[Source data]
=== Begin Enclosure ===

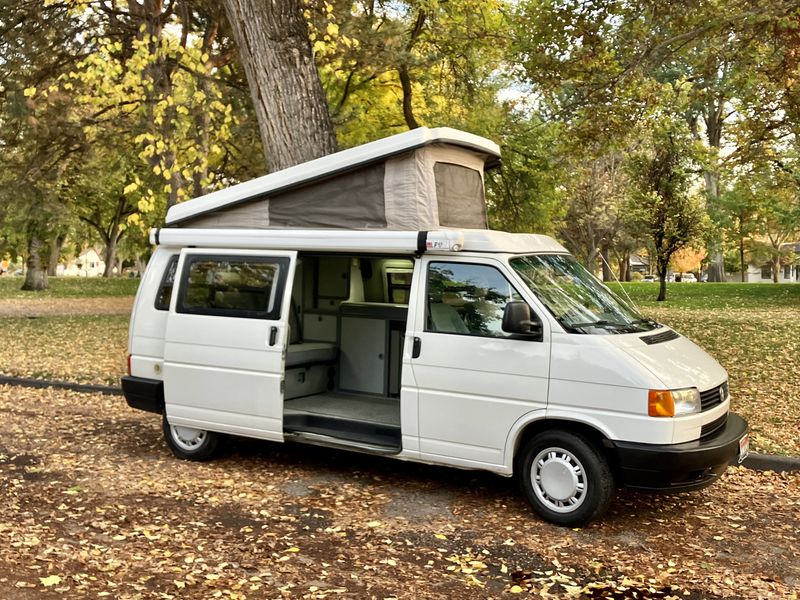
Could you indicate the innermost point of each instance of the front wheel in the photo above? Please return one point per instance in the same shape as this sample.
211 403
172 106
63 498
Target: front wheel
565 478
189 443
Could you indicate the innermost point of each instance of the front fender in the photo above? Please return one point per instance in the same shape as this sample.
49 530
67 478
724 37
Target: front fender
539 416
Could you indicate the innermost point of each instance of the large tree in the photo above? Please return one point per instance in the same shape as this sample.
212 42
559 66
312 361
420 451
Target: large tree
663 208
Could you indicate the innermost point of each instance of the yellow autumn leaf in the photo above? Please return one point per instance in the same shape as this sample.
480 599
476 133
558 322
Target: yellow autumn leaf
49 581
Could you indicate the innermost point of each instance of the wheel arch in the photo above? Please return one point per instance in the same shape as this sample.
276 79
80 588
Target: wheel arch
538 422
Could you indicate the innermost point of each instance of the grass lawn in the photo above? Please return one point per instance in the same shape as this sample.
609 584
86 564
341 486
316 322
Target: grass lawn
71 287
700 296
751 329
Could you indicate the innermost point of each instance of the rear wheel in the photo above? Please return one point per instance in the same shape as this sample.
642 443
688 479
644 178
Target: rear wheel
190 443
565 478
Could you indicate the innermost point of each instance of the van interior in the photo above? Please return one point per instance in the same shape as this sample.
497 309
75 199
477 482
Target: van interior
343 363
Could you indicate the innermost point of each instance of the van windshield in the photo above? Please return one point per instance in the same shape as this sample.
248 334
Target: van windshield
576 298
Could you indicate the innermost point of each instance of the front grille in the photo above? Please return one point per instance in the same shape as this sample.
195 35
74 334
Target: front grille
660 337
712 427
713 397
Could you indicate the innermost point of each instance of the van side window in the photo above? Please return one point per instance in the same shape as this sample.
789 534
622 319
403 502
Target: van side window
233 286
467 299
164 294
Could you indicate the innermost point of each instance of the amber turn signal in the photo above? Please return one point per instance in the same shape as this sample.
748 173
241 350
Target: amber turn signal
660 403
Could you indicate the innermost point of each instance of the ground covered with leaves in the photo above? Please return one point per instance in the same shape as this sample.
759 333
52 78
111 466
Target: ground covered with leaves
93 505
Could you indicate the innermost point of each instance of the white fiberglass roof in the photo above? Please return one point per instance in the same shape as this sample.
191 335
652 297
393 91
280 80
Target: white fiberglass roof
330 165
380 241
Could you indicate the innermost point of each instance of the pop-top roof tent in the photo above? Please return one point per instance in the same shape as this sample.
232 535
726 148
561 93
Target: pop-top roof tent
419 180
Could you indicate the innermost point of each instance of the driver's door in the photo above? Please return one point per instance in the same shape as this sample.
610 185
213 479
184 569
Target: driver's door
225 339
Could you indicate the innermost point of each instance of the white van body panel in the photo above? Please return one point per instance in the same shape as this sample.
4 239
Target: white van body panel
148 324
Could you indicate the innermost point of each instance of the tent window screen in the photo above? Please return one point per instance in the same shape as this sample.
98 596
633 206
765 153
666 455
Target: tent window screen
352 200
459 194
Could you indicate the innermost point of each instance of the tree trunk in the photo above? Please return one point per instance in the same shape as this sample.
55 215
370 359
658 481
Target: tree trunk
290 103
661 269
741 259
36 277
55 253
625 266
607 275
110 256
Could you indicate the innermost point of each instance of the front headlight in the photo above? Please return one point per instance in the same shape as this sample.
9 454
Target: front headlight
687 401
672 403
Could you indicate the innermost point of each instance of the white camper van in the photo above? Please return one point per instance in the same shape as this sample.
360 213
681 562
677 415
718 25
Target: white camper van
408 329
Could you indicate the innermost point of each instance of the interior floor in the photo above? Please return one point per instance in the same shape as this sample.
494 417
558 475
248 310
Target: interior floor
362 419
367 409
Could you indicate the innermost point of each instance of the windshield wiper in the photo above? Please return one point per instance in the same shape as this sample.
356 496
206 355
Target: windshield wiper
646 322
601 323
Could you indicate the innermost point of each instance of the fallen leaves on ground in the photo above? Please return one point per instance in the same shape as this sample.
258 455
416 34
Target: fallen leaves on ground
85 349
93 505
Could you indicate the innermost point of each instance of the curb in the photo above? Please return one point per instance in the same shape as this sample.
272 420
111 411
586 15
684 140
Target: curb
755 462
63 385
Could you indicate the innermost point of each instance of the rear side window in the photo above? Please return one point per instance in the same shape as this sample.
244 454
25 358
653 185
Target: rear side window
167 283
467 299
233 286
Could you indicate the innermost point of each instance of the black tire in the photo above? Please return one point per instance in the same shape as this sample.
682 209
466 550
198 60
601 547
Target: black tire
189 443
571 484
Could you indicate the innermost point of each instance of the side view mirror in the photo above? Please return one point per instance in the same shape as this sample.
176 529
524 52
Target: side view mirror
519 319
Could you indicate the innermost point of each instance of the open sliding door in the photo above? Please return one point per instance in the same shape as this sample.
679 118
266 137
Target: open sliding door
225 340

=== End Enclosure ===

Return all of the data exactly as written, and drop the pictures.

> [Result for this exercise]
Could you indicate the innermost point of each instance of the front wheel in the photo above? Please return one point per instance in the same shape as this sample.
211 403
172 106
63 498
Target: front wheel
565 478
189 443
Could you indicate the innermost point of each instance of the front fender in the photo above? Please return one point per instance in the same shape as this sample.
49 530
67 478
724 37
Target: front fender
539 416
Could you indicate the innermost point of each instance of the large tree in the photo above? Please return one point per instance in the same shape as this sample.
212 42
559 66
312 361
420 451
Target: large tree
663 208
Could you indicate the innermost point of each instance of the yellow autumn leaf in the photo above? Please return one point per instance in the same shape as this sample.
480 599
476 133
558 322
Target: yellow autumn leaf
49 581
Could you indicate the innermost point of each instance of the wheel arch in the photo above? Please return one point per instance in the same shape as this sample.
276 79
80 588
Target: wheel arch
538 422
Could you indicate the innermost point of each instance of the grass lawn in the photo above? Please return one point per instance in the same shape as this sample.
609 584
86 564
341 486
316 322
Target: grass lawn
71 287
700 296
751 329
Could you indicate the innermost point of each instance of the rear wheel in the photo above? Please return one point per instance in the same shape as this sample.
642 443
688 479
644 178
Target: rear wheel
190 443
565 478
Could you indicate the innermost point of each instance of the van interior in the photo above? Please return one point per instance in the same shape as this sample.
497 309
75 199
477 482
Target: van interior
343 363
Could you indicate the innermost point of each instance of the van windshield in the photo above? Please return one point per instance in the same shape as this sample.
248 334
Target: van windshield
576 298
Could you indicate the innermost point of each instance of the front grille in the photo above? Please return one point per instance in the same shape as this sample.
195 35
74 334
Target: front grille
660 337
712 427
713 397
Could you indicate the innermost point of each instance of the van side window in the photo above? Please return one point per instance in the same shape as this sample.
789 534
622 319
403 502
Target: van side window
233 286
467 299
164 294
Could you indicate the innermost point of each instance of the amber turn signal in the photo above? Please return one point per instance in the same shape as this sample.
748 173
241 350
Target: amber turn signal
660 403
Could you indicate the innermost point of each instance of the ground covered with leaves in the photo above? Please return one point per instance in the same shape as this sample.
759 333
52 78
111 466
Target: ground covered with leaves
93 505
Could you indicate the innermost point of each instance of the white fiberglass roof in the photo above? Please return one point per instance in the same shape as this sample.
191 335
652 297
393 91
280 80
Target: white fiberglass roof
330 165
380 241
Could you indicate the innermost point of each instance of the pop-top roof tent in the photo above? Please return one point per instance in the same shape as this sample.
232 535
726 148
561 93
Target: pop-top roof tent
419 180
Could you indicate the innermost point of each instance of the driver's door in the photo above? Please return one point per instance in the same shape as this sample.
610 185
213 479
184 569
Target: driver's door
225 339
Could you indicate the innermost point of each instance of the white van body panel in the photo above? Please return one point per instance in the same shape as this sample.
4 239
Target: white van body panel
148 324
Could you indicate the innermost point of each instance of the tent window screen in the photo above? Please return one point per instance in the same shape as this sample.
98 596
633 206
765 153
666 455
Target: tent window screen
352 200
459 194
Could you indicate the innermost point of each instance of the tree trunk in the photo above? Please return one point per instance in the same shape as this sample.
55 215
370 359
658 481
Target: tree trunk
290 103
661 269
741 259
36 277
55 253
625 266
607 275
110 256
Could you indicate the innermost point of each instance of the front headlight in the photo above? Please return one point per instance in the same shape as this sample.
9 454
Target: front headlight
687 401
672 403
Could you indicate the innermost point of each instance of the white camper van in the photo above? Please return one point per instance in the same shape as this sample.
360 213
681 562
677 415
718 25
Target: white camper van
408 329
Could you indicate the innermost point of each instance of the interior floor in the photo above? Please return one point per instance in the same shape as this sample.
494 417
558 475
248 310
Target: interior floor
362 419
367 409
Could you indicate the innermost point of each instance of the windshield wiper in the photo above? Please return one point per instance in the same shape as this sample.
356 496
206 355
Target: windshield wiper
646 322
601 323
Could you indicate the innermost point of each instance of the fallen leaves on ground in the photo above? Please return one point per instance in the same shape as this sample.
258 455
416 34
Target: fallen leaves on ground
85 349
93 505
Could you indicate the innermost point of each instance of the curb in the photo above? Please return one point per instance in the same shape as this sample.
272 420
111 411
586 15
684 140
Target: curb
755 462
63 385
Could you indicate the innermost point of each instance of the rear side window in the photo above? Please return one point per instance in the same shape as this sample.
244 454
25 358
653 185
Target: rear side window
167 283
467 299
233 286
Could you indicate the innermost point of each instance of the black tire in the photo above? Please return one point per instance in the same shape as this sample.
682 209
466 550
198 60
601 547
Target: black tire
189 443
571 484
Could you indicate the innermost point of each instance of the side view mirror in the photo above? Please return one point per instance in the same shape as this sample.
176 529
524 52
Target: side view mirror
519 319
Could you indicate the innermost point of each instance of the open sliding door in the photo above? Please return one point per instance in the same shape as this sample.
679 118
266 137
Target: open sliding door
225 340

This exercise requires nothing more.